■ Directive ■
Starting at the first line of the items and ending at the line containing "box: [2, 50, 154, 225]", convert those lines into a JSON list of strings, one string per line, leaving out any blank lines.

■ Data provided ■
____
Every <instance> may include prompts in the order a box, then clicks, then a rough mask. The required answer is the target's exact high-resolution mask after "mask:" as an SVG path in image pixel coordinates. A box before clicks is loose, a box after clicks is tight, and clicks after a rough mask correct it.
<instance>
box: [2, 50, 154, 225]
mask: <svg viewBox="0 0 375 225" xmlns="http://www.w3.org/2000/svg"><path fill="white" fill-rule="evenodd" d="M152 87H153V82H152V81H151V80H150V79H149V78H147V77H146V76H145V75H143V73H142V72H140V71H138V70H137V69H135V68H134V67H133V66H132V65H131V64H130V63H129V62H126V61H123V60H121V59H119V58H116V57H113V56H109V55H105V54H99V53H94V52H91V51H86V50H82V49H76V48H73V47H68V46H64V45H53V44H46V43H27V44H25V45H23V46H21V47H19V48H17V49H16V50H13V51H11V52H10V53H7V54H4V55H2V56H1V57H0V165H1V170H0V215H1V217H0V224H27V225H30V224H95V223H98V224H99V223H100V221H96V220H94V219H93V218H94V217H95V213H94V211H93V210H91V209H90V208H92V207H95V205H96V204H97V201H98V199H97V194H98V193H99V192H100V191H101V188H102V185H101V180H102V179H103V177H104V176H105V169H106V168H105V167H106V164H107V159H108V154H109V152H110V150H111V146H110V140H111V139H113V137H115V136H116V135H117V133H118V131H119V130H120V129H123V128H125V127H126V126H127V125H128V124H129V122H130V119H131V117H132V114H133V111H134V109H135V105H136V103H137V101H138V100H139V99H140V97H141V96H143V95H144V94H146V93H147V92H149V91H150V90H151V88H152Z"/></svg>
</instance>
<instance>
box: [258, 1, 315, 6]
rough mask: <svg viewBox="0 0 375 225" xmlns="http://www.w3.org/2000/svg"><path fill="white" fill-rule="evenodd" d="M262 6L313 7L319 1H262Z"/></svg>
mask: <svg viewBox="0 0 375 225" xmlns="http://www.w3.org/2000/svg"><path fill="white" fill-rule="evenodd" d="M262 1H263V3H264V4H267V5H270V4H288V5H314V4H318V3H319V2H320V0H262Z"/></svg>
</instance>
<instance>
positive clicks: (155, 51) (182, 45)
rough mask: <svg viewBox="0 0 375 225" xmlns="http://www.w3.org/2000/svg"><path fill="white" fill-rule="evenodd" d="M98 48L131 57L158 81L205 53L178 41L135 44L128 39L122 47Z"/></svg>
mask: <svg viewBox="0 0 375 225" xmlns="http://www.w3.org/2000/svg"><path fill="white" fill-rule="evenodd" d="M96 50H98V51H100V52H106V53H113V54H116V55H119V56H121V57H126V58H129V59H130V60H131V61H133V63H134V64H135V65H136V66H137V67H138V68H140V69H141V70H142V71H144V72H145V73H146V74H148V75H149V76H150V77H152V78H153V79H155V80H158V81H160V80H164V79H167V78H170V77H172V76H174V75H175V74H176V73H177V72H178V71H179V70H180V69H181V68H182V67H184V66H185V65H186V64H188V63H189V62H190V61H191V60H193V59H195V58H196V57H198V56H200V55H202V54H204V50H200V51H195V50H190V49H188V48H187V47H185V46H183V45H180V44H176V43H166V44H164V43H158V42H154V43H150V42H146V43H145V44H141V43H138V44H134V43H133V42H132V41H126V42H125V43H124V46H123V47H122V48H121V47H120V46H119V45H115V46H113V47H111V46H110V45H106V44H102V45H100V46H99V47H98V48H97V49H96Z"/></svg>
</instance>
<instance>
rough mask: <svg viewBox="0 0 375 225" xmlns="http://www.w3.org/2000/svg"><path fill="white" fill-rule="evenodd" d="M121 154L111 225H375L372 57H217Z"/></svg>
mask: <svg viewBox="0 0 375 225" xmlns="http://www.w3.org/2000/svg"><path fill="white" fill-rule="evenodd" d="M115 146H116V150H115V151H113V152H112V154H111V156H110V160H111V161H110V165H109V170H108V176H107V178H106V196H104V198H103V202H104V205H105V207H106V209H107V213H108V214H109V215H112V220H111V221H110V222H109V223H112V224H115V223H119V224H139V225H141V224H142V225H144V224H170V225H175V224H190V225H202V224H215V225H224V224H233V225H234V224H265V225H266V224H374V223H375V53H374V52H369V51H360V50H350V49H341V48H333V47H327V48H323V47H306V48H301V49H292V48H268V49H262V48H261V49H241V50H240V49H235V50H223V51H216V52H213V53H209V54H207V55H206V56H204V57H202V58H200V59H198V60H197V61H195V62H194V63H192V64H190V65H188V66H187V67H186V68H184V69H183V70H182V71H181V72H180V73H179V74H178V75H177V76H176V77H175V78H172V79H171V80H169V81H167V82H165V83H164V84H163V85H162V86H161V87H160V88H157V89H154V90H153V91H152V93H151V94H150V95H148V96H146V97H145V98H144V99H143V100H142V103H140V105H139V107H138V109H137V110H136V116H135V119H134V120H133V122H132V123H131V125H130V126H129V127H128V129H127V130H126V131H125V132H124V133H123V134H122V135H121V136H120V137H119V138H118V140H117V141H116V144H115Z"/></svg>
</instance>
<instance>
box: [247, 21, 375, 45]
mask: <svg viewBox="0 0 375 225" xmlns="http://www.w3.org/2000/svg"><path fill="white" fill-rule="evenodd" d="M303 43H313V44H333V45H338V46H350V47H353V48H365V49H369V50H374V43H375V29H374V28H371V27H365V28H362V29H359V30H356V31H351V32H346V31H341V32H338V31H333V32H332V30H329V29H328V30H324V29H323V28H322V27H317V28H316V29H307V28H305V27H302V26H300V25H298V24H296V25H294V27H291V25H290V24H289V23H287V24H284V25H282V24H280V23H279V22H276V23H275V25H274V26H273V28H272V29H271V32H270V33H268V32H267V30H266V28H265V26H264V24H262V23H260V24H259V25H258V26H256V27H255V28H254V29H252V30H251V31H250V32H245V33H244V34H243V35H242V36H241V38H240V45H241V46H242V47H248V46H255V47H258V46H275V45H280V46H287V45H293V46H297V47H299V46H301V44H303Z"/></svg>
____
■ Task output ■
[
  "Every <instance> may include prompts in the order a box, then clicks, then a rough mask. The required answer is the target's exact high-resolution mask after \"mask:\" as an SVG path in image pixel coordinates. A box before clicks is loose, a box after clicks is tight, and clicks after a rough mask correct it.",
  "<instance>",
  "box: [2, 50, 154, 225]"
]